> WORK REQUIRED
List every line in the data below that contains the word "paper". Case counts.

> RECORDS FOR THIS TASK
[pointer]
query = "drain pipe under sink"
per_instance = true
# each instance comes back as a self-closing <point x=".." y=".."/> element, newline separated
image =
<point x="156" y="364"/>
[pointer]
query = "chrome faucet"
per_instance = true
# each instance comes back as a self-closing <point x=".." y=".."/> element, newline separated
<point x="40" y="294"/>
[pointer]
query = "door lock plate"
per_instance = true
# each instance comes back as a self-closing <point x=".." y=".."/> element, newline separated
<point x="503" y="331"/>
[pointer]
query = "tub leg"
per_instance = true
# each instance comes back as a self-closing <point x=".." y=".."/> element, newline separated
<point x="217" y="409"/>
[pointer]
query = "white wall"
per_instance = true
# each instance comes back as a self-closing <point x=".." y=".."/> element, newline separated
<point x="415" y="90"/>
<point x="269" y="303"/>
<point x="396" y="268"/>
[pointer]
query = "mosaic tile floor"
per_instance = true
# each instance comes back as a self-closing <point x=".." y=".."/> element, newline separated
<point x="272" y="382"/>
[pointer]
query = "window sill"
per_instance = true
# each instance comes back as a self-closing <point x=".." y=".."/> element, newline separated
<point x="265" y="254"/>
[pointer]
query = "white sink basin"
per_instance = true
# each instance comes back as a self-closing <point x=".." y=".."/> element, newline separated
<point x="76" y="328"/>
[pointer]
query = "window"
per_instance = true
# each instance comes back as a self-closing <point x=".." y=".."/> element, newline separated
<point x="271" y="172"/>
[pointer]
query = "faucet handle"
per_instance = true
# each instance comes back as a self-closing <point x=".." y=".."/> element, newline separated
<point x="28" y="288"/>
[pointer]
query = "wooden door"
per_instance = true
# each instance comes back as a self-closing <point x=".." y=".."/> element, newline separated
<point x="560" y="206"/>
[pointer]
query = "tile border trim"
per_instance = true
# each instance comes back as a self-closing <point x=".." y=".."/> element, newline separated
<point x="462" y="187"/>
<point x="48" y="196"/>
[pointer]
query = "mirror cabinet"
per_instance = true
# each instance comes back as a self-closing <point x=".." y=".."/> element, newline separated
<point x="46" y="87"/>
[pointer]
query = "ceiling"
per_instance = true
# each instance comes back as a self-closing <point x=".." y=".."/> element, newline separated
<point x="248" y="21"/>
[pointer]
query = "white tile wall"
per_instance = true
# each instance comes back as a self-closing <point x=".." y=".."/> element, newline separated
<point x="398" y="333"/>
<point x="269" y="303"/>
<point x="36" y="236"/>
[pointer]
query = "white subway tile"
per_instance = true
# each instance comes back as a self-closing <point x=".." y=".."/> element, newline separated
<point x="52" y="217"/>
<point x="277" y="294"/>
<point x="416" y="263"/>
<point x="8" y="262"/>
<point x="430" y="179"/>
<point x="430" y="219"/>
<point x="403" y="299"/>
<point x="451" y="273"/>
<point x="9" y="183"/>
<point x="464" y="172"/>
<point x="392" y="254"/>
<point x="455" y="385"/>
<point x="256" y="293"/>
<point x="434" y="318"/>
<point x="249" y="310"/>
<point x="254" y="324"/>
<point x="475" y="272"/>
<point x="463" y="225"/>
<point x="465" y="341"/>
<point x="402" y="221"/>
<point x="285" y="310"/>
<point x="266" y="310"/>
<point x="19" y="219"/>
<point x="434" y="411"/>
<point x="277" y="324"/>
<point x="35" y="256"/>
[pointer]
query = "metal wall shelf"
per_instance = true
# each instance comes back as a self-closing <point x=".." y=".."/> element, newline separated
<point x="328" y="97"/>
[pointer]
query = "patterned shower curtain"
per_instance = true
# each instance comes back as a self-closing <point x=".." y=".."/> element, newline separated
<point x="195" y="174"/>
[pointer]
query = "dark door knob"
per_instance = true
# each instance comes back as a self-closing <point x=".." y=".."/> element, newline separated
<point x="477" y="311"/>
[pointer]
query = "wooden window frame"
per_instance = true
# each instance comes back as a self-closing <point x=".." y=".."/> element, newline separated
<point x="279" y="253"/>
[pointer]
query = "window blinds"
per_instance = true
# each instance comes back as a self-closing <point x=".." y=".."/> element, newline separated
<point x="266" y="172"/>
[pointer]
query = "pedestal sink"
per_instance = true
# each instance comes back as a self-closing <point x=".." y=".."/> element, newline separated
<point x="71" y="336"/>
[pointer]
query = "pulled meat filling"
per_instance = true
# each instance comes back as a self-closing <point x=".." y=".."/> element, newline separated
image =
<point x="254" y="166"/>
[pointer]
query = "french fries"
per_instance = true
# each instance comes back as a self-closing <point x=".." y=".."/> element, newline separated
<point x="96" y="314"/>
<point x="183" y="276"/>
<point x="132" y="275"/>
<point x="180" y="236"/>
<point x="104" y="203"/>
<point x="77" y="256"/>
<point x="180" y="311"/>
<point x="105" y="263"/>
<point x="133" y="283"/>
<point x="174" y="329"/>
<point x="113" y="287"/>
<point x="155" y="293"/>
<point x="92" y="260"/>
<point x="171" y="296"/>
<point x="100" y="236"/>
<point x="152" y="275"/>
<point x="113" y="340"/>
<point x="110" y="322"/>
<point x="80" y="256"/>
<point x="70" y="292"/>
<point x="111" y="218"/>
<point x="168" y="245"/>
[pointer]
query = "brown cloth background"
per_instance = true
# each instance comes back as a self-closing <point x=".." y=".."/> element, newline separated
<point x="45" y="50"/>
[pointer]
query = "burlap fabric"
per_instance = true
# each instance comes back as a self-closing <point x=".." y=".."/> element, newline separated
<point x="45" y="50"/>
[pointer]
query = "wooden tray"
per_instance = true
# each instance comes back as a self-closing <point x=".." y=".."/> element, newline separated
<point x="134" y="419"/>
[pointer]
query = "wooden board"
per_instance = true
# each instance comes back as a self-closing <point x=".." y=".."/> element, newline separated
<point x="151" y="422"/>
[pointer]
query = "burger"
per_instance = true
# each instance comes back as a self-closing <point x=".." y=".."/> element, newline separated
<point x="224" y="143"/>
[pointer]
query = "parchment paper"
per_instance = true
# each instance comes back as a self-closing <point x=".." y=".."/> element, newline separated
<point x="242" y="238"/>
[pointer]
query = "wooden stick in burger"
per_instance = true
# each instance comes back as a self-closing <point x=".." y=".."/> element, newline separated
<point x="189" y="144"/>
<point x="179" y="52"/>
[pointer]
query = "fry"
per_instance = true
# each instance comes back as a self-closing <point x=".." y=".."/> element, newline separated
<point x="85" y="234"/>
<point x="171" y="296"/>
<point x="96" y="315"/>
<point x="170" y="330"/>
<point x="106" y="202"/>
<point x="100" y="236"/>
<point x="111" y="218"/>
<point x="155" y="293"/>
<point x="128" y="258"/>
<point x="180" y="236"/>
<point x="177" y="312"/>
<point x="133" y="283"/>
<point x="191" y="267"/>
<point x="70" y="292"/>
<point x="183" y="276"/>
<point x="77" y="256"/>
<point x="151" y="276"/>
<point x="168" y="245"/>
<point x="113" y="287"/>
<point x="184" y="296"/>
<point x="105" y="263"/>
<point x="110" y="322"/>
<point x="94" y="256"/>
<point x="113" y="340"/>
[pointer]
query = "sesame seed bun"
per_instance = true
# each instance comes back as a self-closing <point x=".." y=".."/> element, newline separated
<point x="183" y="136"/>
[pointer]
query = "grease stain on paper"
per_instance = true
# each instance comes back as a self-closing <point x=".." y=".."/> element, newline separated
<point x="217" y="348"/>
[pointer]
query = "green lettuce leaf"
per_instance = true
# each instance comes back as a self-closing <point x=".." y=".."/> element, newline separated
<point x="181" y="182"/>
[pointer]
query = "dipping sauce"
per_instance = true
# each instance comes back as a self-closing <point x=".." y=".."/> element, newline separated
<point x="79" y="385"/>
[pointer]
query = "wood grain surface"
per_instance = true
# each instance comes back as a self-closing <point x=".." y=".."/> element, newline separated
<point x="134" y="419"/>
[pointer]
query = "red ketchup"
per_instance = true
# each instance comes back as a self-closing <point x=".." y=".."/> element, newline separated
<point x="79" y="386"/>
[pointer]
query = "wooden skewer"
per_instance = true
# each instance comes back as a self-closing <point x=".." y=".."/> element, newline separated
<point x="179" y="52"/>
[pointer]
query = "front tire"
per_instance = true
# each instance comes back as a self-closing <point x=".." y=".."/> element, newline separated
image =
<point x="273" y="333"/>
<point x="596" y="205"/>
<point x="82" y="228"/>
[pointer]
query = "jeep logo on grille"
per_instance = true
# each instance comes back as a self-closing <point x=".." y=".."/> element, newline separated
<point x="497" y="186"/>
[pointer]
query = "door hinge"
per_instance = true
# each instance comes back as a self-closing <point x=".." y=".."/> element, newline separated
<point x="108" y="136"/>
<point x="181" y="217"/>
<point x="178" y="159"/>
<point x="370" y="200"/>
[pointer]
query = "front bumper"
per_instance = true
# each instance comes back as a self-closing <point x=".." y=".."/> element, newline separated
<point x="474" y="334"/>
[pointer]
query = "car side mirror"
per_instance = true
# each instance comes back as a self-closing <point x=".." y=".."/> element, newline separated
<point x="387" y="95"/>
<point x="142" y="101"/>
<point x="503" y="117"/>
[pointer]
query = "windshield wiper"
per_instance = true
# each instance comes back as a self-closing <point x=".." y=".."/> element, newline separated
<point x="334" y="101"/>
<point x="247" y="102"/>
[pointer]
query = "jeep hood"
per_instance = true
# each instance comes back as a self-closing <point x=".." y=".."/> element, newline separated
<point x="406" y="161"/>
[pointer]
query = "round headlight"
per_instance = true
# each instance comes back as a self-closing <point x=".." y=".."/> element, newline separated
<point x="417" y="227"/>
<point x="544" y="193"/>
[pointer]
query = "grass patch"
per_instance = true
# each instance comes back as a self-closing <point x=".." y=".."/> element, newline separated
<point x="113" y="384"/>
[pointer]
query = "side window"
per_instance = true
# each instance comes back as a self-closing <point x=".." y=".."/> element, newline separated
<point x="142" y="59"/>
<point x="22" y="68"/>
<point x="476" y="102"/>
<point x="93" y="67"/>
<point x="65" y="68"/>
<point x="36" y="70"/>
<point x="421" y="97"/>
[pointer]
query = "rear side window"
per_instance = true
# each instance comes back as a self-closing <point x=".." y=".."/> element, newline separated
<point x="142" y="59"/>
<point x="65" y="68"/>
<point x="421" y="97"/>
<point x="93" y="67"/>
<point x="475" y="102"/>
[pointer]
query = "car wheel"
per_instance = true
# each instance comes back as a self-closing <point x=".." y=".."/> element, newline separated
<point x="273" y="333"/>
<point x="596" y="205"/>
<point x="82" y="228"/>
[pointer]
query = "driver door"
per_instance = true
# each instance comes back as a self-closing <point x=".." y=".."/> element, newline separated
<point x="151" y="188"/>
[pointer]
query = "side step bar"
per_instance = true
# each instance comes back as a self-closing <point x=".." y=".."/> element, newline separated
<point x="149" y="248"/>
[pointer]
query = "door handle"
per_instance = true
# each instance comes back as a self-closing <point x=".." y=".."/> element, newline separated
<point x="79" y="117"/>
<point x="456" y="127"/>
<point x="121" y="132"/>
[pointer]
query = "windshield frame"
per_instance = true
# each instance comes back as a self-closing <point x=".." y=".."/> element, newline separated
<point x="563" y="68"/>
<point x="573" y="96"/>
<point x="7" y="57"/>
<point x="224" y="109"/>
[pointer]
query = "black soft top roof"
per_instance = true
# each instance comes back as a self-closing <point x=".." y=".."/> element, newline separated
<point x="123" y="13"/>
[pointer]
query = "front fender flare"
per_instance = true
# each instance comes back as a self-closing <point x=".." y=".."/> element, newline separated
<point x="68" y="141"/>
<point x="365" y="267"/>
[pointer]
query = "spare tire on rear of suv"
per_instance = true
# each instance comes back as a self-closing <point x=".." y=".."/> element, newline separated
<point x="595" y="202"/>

> SOLUTION TO THIS TASK
query = "parchment paper"
query = "grease stain on paper"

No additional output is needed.